What needs to be done -
Set out all of the data below as a numbered list, one line per item, and skip any blank lines.

Region outline entries -
================================

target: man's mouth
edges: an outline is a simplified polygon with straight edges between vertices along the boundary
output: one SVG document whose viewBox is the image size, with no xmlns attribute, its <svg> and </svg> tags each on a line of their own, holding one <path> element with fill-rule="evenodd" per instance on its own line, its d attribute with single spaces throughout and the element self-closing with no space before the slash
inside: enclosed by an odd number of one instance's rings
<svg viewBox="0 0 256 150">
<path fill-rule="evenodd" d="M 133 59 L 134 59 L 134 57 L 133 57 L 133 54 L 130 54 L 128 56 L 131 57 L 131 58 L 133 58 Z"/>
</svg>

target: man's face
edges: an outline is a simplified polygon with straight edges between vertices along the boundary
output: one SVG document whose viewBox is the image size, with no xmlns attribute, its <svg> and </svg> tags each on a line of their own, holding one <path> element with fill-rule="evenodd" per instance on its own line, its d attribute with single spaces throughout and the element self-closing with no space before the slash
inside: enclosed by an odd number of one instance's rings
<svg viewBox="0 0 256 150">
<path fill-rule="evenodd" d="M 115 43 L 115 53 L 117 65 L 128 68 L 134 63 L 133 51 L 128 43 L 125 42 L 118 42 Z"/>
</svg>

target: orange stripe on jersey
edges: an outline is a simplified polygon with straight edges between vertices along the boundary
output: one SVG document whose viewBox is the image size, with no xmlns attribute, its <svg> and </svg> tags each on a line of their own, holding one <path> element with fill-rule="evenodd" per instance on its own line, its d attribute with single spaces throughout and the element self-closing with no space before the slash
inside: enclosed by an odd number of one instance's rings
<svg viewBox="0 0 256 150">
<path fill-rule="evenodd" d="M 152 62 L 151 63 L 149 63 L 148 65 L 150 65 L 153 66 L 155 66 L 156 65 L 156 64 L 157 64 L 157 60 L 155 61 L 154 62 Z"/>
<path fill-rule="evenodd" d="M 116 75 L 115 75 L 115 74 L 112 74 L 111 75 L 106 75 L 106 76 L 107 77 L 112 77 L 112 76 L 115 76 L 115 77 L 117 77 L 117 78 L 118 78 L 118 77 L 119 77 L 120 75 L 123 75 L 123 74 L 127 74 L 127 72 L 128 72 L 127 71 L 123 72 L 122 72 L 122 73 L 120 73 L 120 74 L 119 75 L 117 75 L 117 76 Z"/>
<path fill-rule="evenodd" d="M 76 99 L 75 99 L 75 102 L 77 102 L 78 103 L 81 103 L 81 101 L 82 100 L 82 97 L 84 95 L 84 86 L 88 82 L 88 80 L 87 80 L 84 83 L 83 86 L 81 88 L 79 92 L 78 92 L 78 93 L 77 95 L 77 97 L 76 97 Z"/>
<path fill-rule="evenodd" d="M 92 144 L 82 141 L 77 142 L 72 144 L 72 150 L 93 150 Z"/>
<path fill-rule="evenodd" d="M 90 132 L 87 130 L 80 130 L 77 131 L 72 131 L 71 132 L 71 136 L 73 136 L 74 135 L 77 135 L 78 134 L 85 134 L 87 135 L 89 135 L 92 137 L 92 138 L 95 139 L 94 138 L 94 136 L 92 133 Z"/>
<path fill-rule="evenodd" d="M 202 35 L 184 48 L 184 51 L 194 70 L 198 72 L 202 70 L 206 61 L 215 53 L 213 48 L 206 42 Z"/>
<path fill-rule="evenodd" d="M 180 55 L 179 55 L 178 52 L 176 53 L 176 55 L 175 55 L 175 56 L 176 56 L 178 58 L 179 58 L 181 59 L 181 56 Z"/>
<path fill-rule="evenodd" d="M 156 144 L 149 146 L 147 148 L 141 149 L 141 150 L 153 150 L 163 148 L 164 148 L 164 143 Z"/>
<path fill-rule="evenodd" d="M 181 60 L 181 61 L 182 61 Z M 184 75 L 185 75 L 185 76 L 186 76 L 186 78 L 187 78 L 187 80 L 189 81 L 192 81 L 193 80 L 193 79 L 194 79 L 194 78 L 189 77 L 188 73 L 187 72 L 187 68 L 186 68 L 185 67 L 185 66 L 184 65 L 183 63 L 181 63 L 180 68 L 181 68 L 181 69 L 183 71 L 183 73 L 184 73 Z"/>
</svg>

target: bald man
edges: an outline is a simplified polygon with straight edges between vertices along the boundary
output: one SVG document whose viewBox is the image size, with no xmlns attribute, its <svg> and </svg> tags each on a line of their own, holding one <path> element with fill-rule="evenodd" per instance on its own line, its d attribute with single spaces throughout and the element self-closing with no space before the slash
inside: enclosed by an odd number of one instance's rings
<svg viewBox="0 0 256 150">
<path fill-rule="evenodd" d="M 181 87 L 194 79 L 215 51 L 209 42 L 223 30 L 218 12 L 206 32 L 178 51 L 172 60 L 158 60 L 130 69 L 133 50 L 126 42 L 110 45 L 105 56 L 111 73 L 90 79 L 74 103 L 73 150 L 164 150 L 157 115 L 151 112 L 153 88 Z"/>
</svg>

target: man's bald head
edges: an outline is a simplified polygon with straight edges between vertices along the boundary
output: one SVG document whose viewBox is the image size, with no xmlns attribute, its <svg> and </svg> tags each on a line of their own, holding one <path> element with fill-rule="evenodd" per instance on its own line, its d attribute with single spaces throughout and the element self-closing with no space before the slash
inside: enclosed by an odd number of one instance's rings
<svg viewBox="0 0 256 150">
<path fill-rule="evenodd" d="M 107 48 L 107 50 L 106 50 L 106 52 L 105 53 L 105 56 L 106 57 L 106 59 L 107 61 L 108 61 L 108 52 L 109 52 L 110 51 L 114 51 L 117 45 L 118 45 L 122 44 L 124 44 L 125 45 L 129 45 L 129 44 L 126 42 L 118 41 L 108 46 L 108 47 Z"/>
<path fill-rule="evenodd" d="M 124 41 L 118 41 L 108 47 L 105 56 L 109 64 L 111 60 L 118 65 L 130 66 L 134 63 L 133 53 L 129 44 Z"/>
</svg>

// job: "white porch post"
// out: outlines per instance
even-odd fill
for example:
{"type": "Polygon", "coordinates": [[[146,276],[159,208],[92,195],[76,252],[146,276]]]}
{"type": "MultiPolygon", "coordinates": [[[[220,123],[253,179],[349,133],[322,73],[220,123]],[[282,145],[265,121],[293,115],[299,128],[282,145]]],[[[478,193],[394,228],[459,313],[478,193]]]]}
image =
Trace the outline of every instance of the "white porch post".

================================

Expected answer -
1. target: man's mouth
2. edges: an outline is a simplified polygon with straight edges between vertices along the boundary
3. output: one SVG document whose viewBox is the image size, with no xmlns attribute, its <svg> and </svg> tags each on a line of their own, holding one <path> element with fill-rule="evenodd" per instance on its own line, its d attribute with single spaces throughout and the element self-closing with no space before the slash
4. inside: enclosed by an odd number of one instance's rings
5. <svg viewBox="0 0 256 150">
6. <path fill-rule="evenodd" d="M 133 59 L 134 59 L 134 57 L 133 57 L 133 54 L 130 54 L 128 56 L 131 57 L 131 58 L 133 58 Z"/>
7. </svg>
8. target: man's face
9. edges: an outline is a simplified polygon with straight edges between vertices along the boundary
10. output: one SVG document whose viewBox is the image size, with no xmlns attribute, its <svg> and </svg> tags each on a line of their own, holding one <path> element with fill-rule="evenodd" per instance on its own line, its d attribute with single spaces throughout and the element self-closing with no space before the slash
11. inside: enclosed by an odd number of one instance's rings
12. <svg viewBox="0 0 256 150">
13. <path fill-rule="evenodd" d="M 115 43 L 115 53 L 117 65 L 128 68 L 134 63 L 133 51 L 128 43 L 125 42 L 118 42 Z"/>
14. </svg>
15. target: orange stripe on jersey
16. edges: an outline is a simplified polygon with straight edges between vertices along the boundary
17. output: one SVG document whose viewBox is the image size, with no xmlns attribute, its <svg> and </svg> tags each on a line of their own, holding one <path> element with fill-rule="evenodd" per instance on its own line, its d attribute with single spaces throughout and the element self-closing with no space before the slash
18. inside: enclosed by an odd number of one instance's rings
19. <svg viewBox="0 0 256 150">
20. <path fill-rule="evenodd" d="M 152 62 L 151 63 L 149 63 L 148 65 L 150 65 L 153 66 L 155 66 L 156 65 L 156 64 L 157 64 L 157 60 L 155 61 L 154 62 Z"/>
21. <path fill-rule="evenodd" d="M 116 75 L 115 75 L 115 74 L 112 74 L 111 75 L 106 75 L 106 76 L 107 77 L 112 77 L 112 76 L 115 76 L 115 77 L 117 77 L 117 78 L 118 78 L 118 77 L 119 77 L 120 75 L 123 75 L 123 74 L 127 74 L 127 72 L 128 72 L 127 71 L 123 72 L 122 72 L 122 73 L 120 73 L 120 74 L 119 75 L 117 75 L 117 76 Z"/>
22. <path fill-rule="evenodd" d="M 76 99 L 75 99 L 75 102 L 77 102 L 78 103 L 81 103 L 81 101 L 82 100 L 82 97 L 84 95 L 84 86 L 88 82 L 88 80 L 87 80 L 84 83 L 83 86 L 81 88 L 79 92 L 78 92 L 78 93 L 77 95 L 77 97 L 76 97 Z"/>
23. <path fill-rule="evenodd" d="M 92 144 L 82 141 L 77 142 L 72 144 L 72 150 L 93 150 Z"/>
24. <path fill-rule="evenodd" d="M 90 132 L 87 130 L 80 130 L 77 131 L 72 131 L 71 132 L 71 136 L 73 136 L 74 135 L 77 135 L 78 134 L 85 134 L 87 135 L 89 135 L 92 137 L 92 138 L 95 139 L 94 138 L 94 136 L 92 133 Z"/>
25. <path fill-rule="evenodd" d="M 202 35 L 184 48 L 184 51 L 194 70 L 198 72 L 202 70 L 206 61 L 215 53 L 213 48 L 206 42 Z"/>
26. <path fill-rule="evenodd" d="M 180 55 L 179 55 L 178 52 L 176 53 L 176 55 L 175 55 L 175 56 L 176 56 L 178 58 L 179 58 L 181 59 L 181 56 Z"/>
27. <path fill-rule="evenodd" d="M 156 144 L 149 146 L 147 148 L 141 149 L 141 150 L 153 150 L 163 148 L 164 148 L 164 143 Z"/>
28. <path fill-rule="evenodd" d="M 181 60 L 181 61 L 182 61 Z M 184 75 L 185 75 L 185 76 L 186 76 L 186 78 L 187 78 L 187 80 L 189 81 L 192 81 L 193 80 L 193 79 L 194 79 L 194 78 L 189 77 L 188 73 L 187 72 L 187 68 L 186 68 L 185 67 L 185 66 L 184 65 L 183 63 L 181 63 L 180 68 L 181 68 L 181 69 L 183 71 L 183 73 L 184 73 Z"/>
29. </svg>
30. target: bald man
31. edges: an outline is a simplified polygon with straight edges between vertices along the boundary
32. output: one SVG document whose viewBox is the image size, with no xmlns attribute, its <svg> and </svg> tags each on a line of their own, holding one <path> element with fill-rule="evenodd" per instance on its own line, its d attribute with single spaces throughout and the element self-closing with no space before the slash
33. inside: enclosed by an odd number of one instance's rings
34. <svg viewBox="0 0 256 150">
35. <path fill-rule="evenodd" d="M 181 87 L 194 79 L 215 51 L 209 42 L 223 30 L 218 12 L 206 32 L 178 51 L 172 60 L 158 60 L 130 69 L 133 50 L 126 42 L 110 45 L 105 56 L 111 73 L 90 79 L 74 103 L 73 150 L 164 150 L 157 115 L 151 112 L 153 88 Z"/>
36. </svg>
37. target: man's bald head
38. edges: an outline is a simplified polygon with straight edges between vertices along the boundary
39. output: one SVG document whose viewBox is the image size, with no xmlns attribute, its <svg> and </svg> tags each on a line of their own, holding one <path> element with fill-rule="evenodd" per instance on its own line, its d attribute with single spaces throughout and the element self-closing with no space before the slash
40. inside: enclosed by an odd number of one instance's rings
41. <svg viewBox="0 0 256 150">
42. <path fill-rule="evenodd" d="M 107 48 L 107 50 L 106 50 L 106 52 L 105 53 L 105 56 L 106 57 L 106 59 L 107 61 L 108 61 L 108 52 L 109 52 L 110 51 L 114 51 L 117 45 L 118 45 L 122 44 L 124 44 L 125 45 L 129 45 L 129 44 L 126 42 L 118 41 L 108 46 L 108 47 Z"/>
43. <path fill-rule="evenodd" d="M 124 41 L 118 41 L 108 47 L 105 56 L 109 64 L 111 60 L 118 65 L 130 66 L 134 63 L 133 53 L 129 44 Z"/>
44. </svg>
45. // job: "white porch post"
46. // out: outlines per instance
47. even-odd fill
48. for example:
49. {"type": "Polygon", "coordinates": [[[146,276],[159,208],[92,195],[76,252],[146,276]]]}
50. {"type": "MultiPolygon", "coordinates": [[[[220,123],[253,179],[349,133],[322,73],[220,123]],[[282,145],[265,121],[293,115],[299,128],[282,145]]],[[[478,193],[394,228],[459,313],[478,193]]]]}
51. image =
52. Trace the outline of every instance of the "white porch post".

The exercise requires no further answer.